Excerpted passage:
Senate debates

Wednesday, 7 February 2007

Questions without Notice: Take Note of Answers

Climate Change

3:25 pm

Photo of Anne McEwenAnne McEwen (SA, Australian Labor Party) Share this | Hansard source

I note that in discussing this very important issue of climate change there are five senators from South Australia in this chamber. That is entirely fitting, because of course South Australia is the driest state in the driest continent in the world and what happens in the matter of climate change is particularly important to the people of South Australia.

I am addressing my comments to the responses by Senator Abetz, the Minister representing the Minister for Environment and Water Resources, to questions today. I note Minister Abetz’s failed attempt to try to defend his government’s activity in the area of climate change and in particular his failure to defend the Prime Minister, who yesterday blustered and blundered when trying to articulate his government’s position on climate change. The Prime Minister, as we saw, had to scuttle back into the House and recast his incredible statement that ‘the jury is still out on the degree of connection’ between carbon emissions and climate change.

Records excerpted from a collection
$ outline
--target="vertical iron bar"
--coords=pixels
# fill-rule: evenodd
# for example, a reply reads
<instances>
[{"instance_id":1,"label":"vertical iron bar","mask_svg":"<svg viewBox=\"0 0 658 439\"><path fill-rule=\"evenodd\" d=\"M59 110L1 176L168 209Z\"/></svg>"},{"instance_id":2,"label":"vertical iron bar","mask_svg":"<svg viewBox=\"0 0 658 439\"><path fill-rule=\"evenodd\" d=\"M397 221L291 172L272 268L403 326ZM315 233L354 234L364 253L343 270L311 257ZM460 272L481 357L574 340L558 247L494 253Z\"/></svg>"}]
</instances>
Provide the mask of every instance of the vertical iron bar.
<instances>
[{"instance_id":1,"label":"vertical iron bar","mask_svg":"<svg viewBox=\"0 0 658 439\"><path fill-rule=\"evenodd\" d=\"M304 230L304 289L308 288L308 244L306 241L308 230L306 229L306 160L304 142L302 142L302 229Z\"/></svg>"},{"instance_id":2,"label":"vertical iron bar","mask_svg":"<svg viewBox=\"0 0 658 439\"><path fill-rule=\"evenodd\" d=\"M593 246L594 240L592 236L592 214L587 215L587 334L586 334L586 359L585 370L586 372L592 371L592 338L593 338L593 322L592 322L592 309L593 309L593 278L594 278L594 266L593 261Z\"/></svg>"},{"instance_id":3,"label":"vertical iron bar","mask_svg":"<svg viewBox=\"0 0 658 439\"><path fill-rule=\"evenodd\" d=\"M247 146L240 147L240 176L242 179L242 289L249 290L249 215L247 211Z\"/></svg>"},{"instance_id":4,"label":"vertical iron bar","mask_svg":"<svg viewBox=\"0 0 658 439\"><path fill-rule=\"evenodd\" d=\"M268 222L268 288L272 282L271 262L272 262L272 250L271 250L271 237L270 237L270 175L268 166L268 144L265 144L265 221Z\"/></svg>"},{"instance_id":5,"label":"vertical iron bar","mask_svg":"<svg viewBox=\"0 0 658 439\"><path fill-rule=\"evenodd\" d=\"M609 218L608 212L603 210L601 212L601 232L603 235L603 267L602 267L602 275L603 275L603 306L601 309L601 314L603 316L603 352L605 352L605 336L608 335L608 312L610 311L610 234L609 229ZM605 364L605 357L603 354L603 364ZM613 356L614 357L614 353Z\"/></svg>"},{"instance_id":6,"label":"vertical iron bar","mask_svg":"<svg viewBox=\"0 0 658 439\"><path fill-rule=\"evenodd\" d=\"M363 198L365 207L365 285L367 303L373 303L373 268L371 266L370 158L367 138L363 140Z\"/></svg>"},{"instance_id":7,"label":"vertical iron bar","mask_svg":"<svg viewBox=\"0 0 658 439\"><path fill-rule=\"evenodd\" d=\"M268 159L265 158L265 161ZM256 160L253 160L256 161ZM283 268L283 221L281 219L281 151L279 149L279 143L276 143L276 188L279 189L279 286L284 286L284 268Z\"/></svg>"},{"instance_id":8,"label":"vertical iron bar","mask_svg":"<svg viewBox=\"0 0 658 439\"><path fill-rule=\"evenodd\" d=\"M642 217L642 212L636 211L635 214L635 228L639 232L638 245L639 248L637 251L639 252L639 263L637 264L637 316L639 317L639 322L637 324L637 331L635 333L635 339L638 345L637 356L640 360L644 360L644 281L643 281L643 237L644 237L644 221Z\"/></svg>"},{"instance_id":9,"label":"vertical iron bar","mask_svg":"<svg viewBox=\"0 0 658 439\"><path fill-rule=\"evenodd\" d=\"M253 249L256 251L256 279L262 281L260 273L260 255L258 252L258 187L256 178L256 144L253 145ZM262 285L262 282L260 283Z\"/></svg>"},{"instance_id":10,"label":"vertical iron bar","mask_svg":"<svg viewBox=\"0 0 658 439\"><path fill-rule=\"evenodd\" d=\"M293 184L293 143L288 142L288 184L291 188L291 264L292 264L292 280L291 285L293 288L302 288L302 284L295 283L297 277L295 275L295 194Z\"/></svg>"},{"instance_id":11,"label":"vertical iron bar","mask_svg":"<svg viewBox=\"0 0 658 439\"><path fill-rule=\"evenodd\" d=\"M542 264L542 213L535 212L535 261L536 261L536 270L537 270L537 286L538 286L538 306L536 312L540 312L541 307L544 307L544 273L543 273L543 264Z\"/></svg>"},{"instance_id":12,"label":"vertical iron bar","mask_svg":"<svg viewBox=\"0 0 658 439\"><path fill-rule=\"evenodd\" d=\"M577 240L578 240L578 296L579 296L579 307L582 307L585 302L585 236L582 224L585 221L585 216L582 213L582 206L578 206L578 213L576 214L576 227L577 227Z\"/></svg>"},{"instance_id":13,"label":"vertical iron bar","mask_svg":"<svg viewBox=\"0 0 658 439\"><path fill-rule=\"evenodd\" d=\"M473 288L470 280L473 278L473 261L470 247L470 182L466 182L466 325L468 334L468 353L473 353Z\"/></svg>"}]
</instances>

Exercises to complete:
A - According to the Senate debate excerpt, why is it fitting that five senators from South Australia are in the chamber for the discussion of climate change?
B - Answer these questions from the Senate debate excerpt, one per line:
(i) On what date did the debate take place?
(ii) Which state and party does Anne McEwen represent?
(iii) What ministerial role does Senator Abetz hold?

The responses:
A - South Australia is the driest state in the driest continent in the world, so what happens with climate change is particularly important to its people.

B -
(i) Wednesday, 7 February 2007
(ii) South Australia, Australian Labor Party
(iii) Minister representing the Minister for Environment and Water Resources